## Artikel
^^^^^^^^^^^^^^^^

Kosmologisch will ich besser verstehen, was Gravitation ist. Die Kosmologie mit ihren schier unendlichen Weiten ist dafür das beste Anwendungsgebiet, da die Gravitation die schwächste aller Naturkräfte ist und man sie erst auf großen Skalen gut studieren kann. Mein nächster Schritt in der Forschung ist es, eine Erklärung dafür zu finden, warum alle Ansammlungen von Dunkler Materie eine ähnliche räumliche Struktur aufweisen.
Die baden-württembergische Wissenschaftsministerin Theresia Bauer sagte, Sie würden „mit beeindruckendem Mut und viel Risikobereitschaft" erfolgreich Ihren Weg gehen. Was bedeutet Ihnen die Verleihung des „Preises für mutige Wissenschaft"?

^^^^^^^^^^^^^^^^

## Bereitgestellte Daten

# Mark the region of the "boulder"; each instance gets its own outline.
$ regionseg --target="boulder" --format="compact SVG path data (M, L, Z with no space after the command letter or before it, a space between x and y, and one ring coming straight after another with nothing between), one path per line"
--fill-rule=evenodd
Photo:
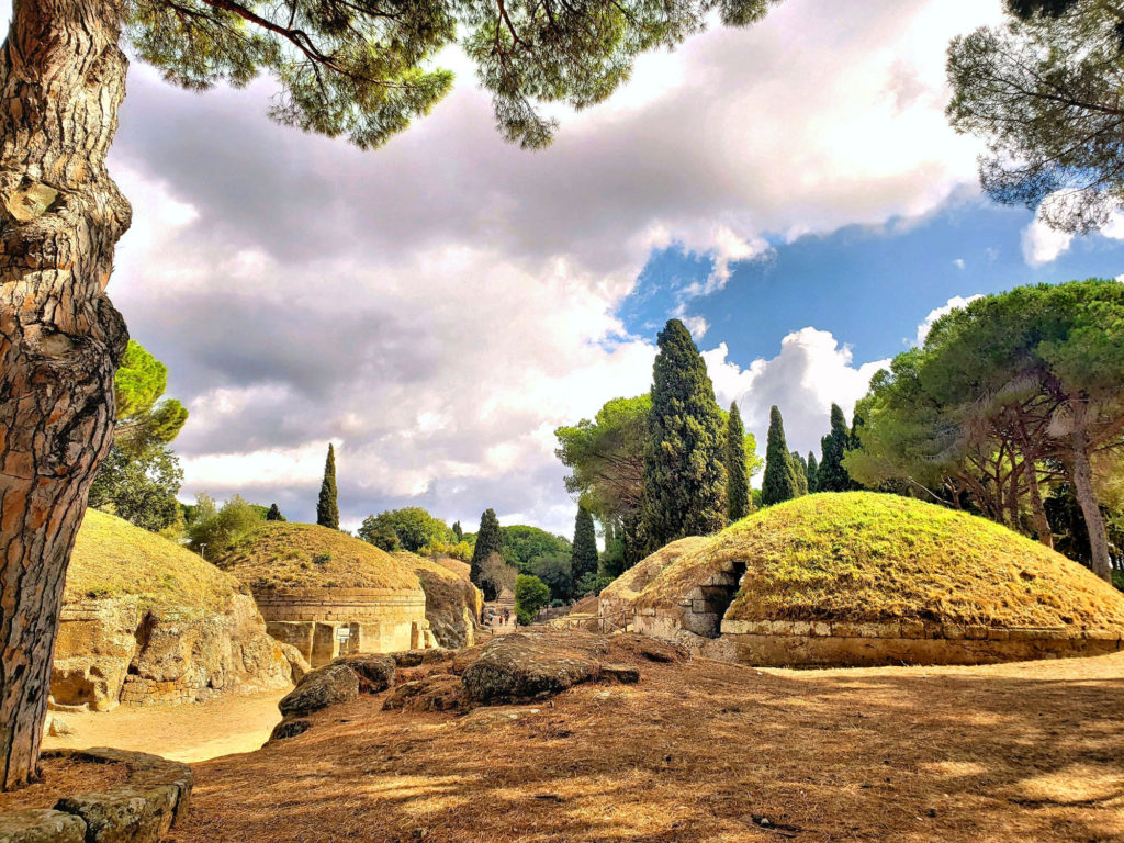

^^^^^^^^^^^^^^^^

## Erforderliche Schritte
1 – Geben Sie einen Abschnitt aus dem Artikel über Gravitation und Dunkle Materie wortgetreu wieder. Beginnen Sie bei den Worten „Kosmologisch will ich“ und hören Sie nach „räumliche Struktur aufweisen.“ auf.
2 – Führen Sie den Artikel über Gravitation und Dunkle Materie im Anschluss an seinen letzten Satz fort.
Die Daten spielen hierbei keine Rolle.

## Antworten
1 –
Kosmologisch will ich besser verstehen, was Gravitation ist. Die Kosmologie mit ihren schier unendlichen Weiten ist dafür das beste Anwendungsgebiet, da die Gravitation die schwächste aller Naturkräfte ist und man sie erst auf großen Skalen gut studieren kann. Mein nächster Schritt in der Forschung ist es, eine Erklärung dafür zu finden, warum alle Ansammlungen von Dunkler Materie eine ähnliche räumliche Struktur aufweisen.

2 –
Ich bin davon überzeugt, dass mit weniger Modellannahmen mehr Wissen über das Universum generiert wird. Überzeugt von etwas zu sein, heißt für mich, dafür zu arbeiten, dass die Idee auf Interesse stößt und sich mehr Leute ihr anschließen. Der Preis bedeutet für mich, dass diese Mission erfolgreich war. Ob das besonders mutig ist, weiß ich nicht. Mutig ist es nach meiner Vorstellung eher, in Peking in ein Taxi zu steigen und darauf zu vertrauen, dass der Fahrer, der weder auf ein Navigationsgerät zurückgreifen kann, noch selbst den Weg kennt, mich rechtzeitig zum 100 Kilometer entfernten Hafen bringt, sodass ich das Schiff nach Japan noch erwische.